START Excerpted passage

Mar 26, 2023 - Things to Do

Six Colorado women who shaped the state's history

Dr. Caroline Spencer (top row, second from left with glasses) during a group portrait of the National Women's Party officers on Oct. 26, 1922. Photo: Getty Images

A doctor who delivered thousands of babies. A pioneering state lawmaker. An Indigenous businesswoman. These are just a few of the remarkable women who helped shape Colorado's history, according to Susan Fries, director of the Center for Colorado Women's History.

Zoom in: Esteban stopped by the center recently to learn more about women whose stories may not be well-known, but whose legacy should be remembered.

A welcome sign outside the Center for Colorado Women's History in Denver. Photo: Esteban L. Hernandez/Axios

Dr. Caroline Spencer (1861-1928)

A Colorado doctor and suffragist who frequently visited and protested in Washington, D.C., she helped advocate for voting rights at the national level.

  • Cat Jensen, education coordinator at the center, said she was among the suffragists who were arrested during the Night of Terror, when 33 women were imprisoned and tortured after peacefully demonstrating in front of the White House in 1917.

END Excerpted passage
START Dataset excerpts

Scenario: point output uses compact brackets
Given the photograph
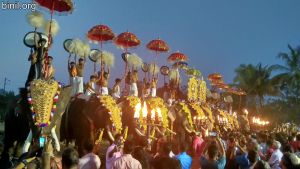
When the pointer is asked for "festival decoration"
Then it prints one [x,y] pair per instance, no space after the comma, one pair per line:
[158,45]
[35,19]
[95,55]
[185,109]
[51,27]
[127,40]
[107,58]
[193,72]
[60,6]
[202,91]
[192,94]
[42,97]
[102,34]
[157,105]
[134,60]
[177,57]
[113,109]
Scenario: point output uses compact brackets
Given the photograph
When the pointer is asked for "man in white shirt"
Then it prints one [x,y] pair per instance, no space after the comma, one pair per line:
[276,156]
[114,151]
[89,160]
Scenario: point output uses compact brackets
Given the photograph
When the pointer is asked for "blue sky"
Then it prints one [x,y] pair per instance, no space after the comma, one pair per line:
[216,35]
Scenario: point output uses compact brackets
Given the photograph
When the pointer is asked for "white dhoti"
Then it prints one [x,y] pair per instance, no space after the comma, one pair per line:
[153,92]
[73,83]
[134,90]
[79,85]
[104,91]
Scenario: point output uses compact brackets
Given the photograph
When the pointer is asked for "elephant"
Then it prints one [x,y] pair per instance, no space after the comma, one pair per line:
[19,122]
[17,125]
[84,117]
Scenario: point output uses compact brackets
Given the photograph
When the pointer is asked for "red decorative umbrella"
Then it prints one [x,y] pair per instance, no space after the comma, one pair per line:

END Dataset excerpts

Task description —
Pick up the article on six Colorado women who shaped the state's history immediately after its last sentence and write the passage that follows.

Written response —
Josephine Aspinwall Roche (1886-1976)

Roche was Denver's first policewoman. She would later become president of the Rocky Mountain Fuel Company, a role held by her father before his death.

  • Fries said she helped institute progressive labor reforms, including raising pay for union mine workers. Roche was later appointed U.S. Assistant Secretary of the Treasury by President Franklin Roosevelt, a role she served in from 1934 to 1937.

Dr. Justina Ford (1871-1952)

Ford, the first Black woman doctor in Colorado, said she wasn't allowed to practice in hospitals because of racism.

  • By most estimates, she helped deliver nearly 7,000 babies during her career. She died at 81, just two years after she was finally admitted into the Colorado Medical Association, according to Denverite. Her home in Denver's Five Points neighborhood houses the Black American West Museum.

Elizabeth Piper Ensley (1847-1919)

An African American suffragist and journalist, Piper Ensley was instrumental in helping organize for women's voting rights in Colorado, Fries said.

  • She also encouraged other Black women to join the effort. "She's one of many African American women who were influential in the suffragist fight," Fries said.

Amache Prowers (1846-1905)

Prowers was born in Southern Colorado and was a member of the Southern Cheyenne Tribe.

  • A landowner during a time when that was rare for women, she and her husband, John Wesley, ran a successful cattle ranch in Boggsville, Colorado.
  • Their home, the Prowers House, still stands as a museum in Bent County.

Helen Ring Robinson (1878-1923)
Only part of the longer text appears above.